* [Tasks to perform]:
- A) Reproduce the part of the investment market review that starts at "The reality for" and ends at "to time markets.", keeping every word unchanged.
- B) In the investment market review, why does the writer caution against writing China off? Explain in one to three sentences.
- C) Resume the investment market review after its final sentence, carrying on its discussion of the fixed interest markets.
━━ Selected extract
Cash was expected to continue to perform well compared to the other asset classes, and property was expected to struggle against multiple headwinds.

A New Era for Equities?

The reality for the current calendar year (fig.1) has been that equities have probably exceeded expectations, cash has performed in line with them, and property and fixed interest took until nearly the end of October before recovering earlier losses. Their comeback since then has been exceptional and is a good example of the dangers of moving to cash and trying to time markets.

Equity, Fixed Interest, Property & Cash Performance – 30/12/2022 to 19/12/2023 (fig 1) *

If we look under the bonnet of the different equity markets, we see wide performance divergence between the regions and countries (fig.2).

The stand-out success story is once again Latin America, especially Brazil and Mexico. These countries are large commodity exporters and continue to benefit from global geopolitical tensions. It is widely considered that globalisation peaked somewhere around the start of the pandemic, and until then, countries and businesses were running ‘just in time’ supply chains.

The pandemic brought home to companies just how fragile this working method was. Reshoring, also sometimes called friendshoring, is now a strategy many companies have adopted, meaning they are looking to partner with companies in countries they consider more reliable. For the US market, as an example, this would mean a preference for countries such as Mexico over China.

Selective Country & Regional Performance – 30/12/2022 to 19/12/2023 (fig 2) *

Different Geographical Winners and Losers

As we retreat from peak globalisation and enter a new era, there will be many more examples of governments and companies engaging with new partners to strengthen their supply chains. This will produce different winners and losers, but Latin America seems particularly well-placed to benefit, given the nature of the underlying economies.

At the other end of the scale is China, which, despite being the world’s second-largest economy is likely to continue losing out in some markets. Given the actions of the communist government in the last few years, it is considered unreliable and is often referred to by some American politicians as uninvestable. We would caution against writing China off, however, and the communist leadership know full well they have to manage a thriving economy if they are going to retain the support of the Chinese people.

What Next for Fixed Interest?

As with equities, if we delve a little more deeply into the fixed interest (bond) markets (fig.3), we see the underlying sectors have performed very differently.
━━━━
━━ Record excerpts
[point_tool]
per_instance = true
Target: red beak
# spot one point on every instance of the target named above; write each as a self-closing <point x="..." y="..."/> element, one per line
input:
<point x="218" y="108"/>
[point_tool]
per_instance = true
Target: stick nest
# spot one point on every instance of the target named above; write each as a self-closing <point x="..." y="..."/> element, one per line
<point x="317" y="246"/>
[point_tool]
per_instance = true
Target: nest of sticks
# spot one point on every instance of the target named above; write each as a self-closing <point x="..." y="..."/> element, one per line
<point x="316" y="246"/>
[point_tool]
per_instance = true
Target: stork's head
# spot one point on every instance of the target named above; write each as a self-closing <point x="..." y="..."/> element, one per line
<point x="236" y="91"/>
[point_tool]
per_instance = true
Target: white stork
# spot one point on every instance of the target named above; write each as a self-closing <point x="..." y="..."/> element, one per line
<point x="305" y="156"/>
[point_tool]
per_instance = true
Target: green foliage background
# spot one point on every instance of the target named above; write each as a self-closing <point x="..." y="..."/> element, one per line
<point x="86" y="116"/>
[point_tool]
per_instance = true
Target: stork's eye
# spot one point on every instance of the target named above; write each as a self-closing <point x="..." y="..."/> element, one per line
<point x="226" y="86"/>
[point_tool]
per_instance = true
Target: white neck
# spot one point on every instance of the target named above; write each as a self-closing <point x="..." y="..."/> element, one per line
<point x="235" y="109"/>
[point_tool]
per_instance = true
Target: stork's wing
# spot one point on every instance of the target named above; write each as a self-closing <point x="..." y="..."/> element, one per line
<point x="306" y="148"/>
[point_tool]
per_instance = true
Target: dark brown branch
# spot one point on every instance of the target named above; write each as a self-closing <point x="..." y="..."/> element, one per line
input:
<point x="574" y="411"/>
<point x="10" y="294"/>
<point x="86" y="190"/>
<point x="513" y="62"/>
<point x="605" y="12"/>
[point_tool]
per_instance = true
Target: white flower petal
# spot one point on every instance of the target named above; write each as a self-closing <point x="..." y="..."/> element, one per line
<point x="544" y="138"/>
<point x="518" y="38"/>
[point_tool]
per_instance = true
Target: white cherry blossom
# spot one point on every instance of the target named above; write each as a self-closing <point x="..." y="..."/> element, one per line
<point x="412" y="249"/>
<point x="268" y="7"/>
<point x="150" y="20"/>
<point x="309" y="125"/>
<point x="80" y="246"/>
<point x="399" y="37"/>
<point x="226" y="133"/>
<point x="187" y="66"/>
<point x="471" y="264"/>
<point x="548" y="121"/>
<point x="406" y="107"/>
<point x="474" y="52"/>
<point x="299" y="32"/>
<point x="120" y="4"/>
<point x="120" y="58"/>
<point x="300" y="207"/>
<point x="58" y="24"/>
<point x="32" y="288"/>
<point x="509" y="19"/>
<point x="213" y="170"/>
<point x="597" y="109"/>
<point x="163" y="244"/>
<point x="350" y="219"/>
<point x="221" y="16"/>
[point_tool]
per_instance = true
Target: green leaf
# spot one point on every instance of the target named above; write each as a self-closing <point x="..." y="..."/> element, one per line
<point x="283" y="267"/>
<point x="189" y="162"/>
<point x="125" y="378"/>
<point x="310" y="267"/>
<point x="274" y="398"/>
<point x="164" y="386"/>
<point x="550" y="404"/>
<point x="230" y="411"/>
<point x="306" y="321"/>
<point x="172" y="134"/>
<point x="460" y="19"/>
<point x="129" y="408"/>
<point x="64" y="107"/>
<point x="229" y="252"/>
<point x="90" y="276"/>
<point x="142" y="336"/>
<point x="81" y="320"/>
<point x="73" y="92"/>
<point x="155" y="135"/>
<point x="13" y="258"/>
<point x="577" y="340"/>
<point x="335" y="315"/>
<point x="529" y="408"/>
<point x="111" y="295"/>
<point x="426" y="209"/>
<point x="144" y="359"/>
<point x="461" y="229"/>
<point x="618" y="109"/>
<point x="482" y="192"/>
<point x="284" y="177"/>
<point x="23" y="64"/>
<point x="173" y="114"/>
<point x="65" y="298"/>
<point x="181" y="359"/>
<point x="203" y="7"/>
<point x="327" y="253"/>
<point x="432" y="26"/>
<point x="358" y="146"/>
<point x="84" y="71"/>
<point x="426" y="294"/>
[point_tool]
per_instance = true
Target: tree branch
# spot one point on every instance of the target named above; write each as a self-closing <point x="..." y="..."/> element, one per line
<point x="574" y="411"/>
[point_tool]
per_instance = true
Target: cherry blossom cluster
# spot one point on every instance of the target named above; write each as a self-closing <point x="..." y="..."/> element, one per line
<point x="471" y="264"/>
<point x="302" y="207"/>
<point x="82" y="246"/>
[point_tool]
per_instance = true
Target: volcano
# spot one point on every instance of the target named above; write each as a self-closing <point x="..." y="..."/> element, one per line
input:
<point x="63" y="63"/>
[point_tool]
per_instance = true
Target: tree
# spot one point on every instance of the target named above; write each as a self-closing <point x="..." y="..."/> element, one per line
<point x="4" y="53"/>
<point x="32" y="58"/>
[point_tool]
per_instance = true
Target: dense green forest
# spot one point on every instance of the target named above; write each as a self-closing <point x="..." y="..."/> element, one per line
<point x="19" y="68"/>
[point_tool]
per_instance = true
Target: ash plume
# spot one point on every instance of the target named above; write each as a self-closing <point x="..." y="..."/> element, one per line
━━━━
* [Answers for this exercise]:
- A)
The reality for the current calendar year (fig.1) has been that equities have probably exceeded expectations, cash has performed in line with them, and property and fixed interest took until nearly the end of October before recovering earlier losses. Their comeback since then has been exceptional and is a good example of the dangers of moving to cash and trying to time markets.

- B) The writer cautions against writing China off because the communist leadership know full well that they have to manage a thriving economy if they are going to keep the support of the Chinese people.

- C)
The UK’s index-linked market had been under relentless pressure since the central banks of the US, the Euro area and the Bank of England woke up to the realisation that inflation was not a temporary issue. The situation became more acute after the disastrous mini budget during the brief tenure of Liz Truss, but in recent weeks, the situation has started to turn around.

The UK high yield and emerging market debt markets, which are the riskiest sectors, have held up relatively well, as has the wider UK corporate bond sector, though admittedly from a low base.

Fixed Interest Sector Performance – 30/12/2022 to 19/12/2023 (fig 3) *

Outlook for 2024

2023 brought much market volatility, which can be uncomfortable for many investors. These conditions may also have tempted some clients to move their risk asset investments to high interest cash accounts that have not been seen for many years, offering a guarantee of circa 5% at points throughout the year.

However, volatile conditions often present the best opportunities for investors. The entry price in fixed interest and equities, and the level of sterling versus other currencies dictates most of the returns for UK investors. As we stand here today, we remain optimistic about the outlook for both bonds and equities due to these respective starting prices and the current sterling stability.

To take advantage of this opportunity set, it is vital to remain diversified across asset classes, regions, and styles. The era where interest rates were near zero and inflation tightly contained is over, at least for now, and in summary this means new, but different, opportunities. 

We are looking forward to see what 2024 has in store.